-- Data for the task follows --

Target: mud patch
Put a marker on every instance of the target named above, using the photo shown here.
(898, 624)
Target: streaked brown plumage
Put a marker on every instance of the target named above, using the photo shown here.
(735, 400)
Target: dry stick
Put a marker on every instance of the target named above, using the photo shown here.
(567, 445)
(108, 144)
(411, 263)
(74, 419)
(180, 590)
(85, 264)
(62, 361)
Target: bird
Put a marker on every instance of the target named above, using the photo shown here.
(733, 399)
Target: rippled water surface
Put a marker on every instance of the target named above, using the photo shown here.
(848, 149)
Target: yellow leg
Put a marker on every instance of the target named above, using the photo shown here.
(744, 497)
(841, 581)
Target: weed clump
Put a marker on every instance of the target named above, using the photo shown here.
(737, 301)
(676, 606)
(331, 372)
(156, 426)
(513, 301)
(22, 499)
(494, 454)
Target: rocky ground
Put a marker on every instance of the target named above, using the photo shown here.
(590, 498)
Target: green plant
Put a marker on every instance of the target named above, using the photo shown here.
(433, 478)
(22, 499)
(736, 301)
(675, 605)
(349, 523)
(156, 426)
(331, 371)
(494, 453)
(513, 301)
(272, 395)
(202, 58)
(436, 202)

-- Data for the task concluded --
-- Data for the task follows --

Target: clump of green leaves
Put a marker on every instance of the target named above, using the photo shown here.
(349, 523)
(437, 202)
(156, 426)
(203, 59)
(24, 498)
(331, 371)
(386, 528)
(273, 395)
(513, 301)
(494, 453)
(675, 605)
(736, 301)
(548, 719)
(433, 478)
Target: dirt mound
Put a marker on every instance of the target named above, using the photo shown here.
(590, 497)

-- Data for the task concluded --
-- Data for the task follows --

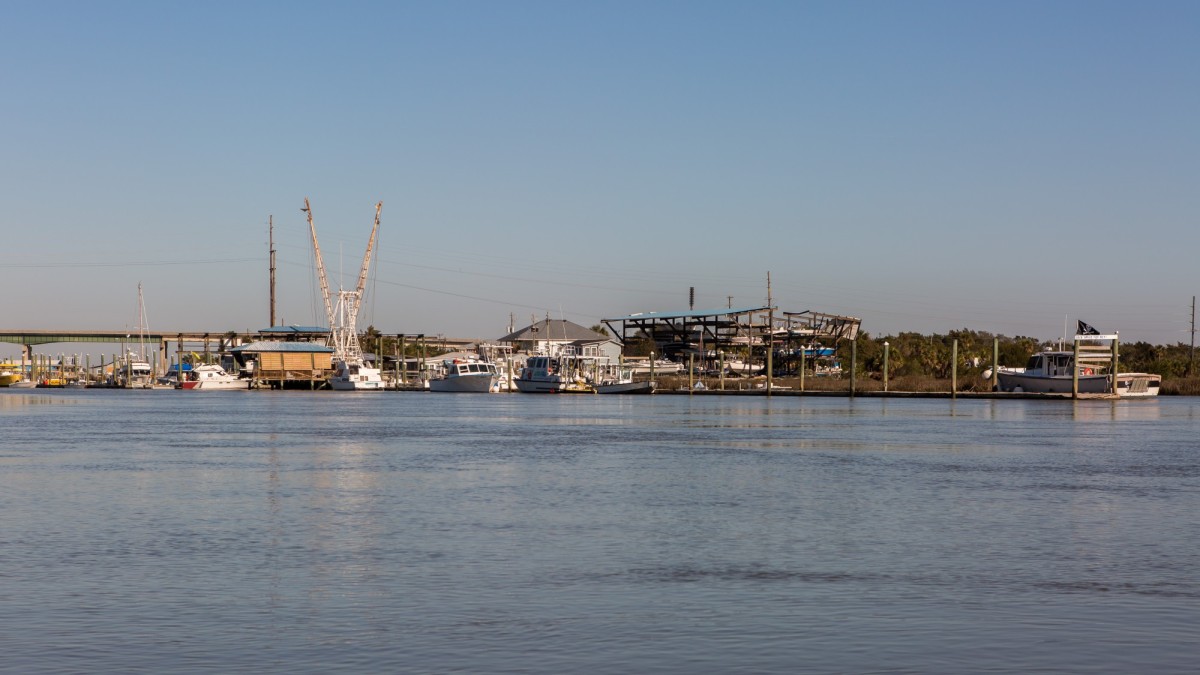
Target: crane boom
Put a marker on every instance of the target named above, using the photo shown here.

-- Data for the task concluded --

== Directions ==
From the records above, give again exactly the lines running from the line with "Target: clump of green leaves" to the line with "Target: dirt mound", inclusive.

== Answer box ==
Target: clump of green leaves
Put a marker on every instance of the target named above, using the photo shown here.
(349, 523)
(437, 202)
(156, 426)
(203, 59)
(24, 498)
(331, 371)
(386, 528)
(273, 395)
(513, 301)
(494, 453)
(675, 605)
(736, 301)
(548, 719)
(433, 478)
Target: dirt mound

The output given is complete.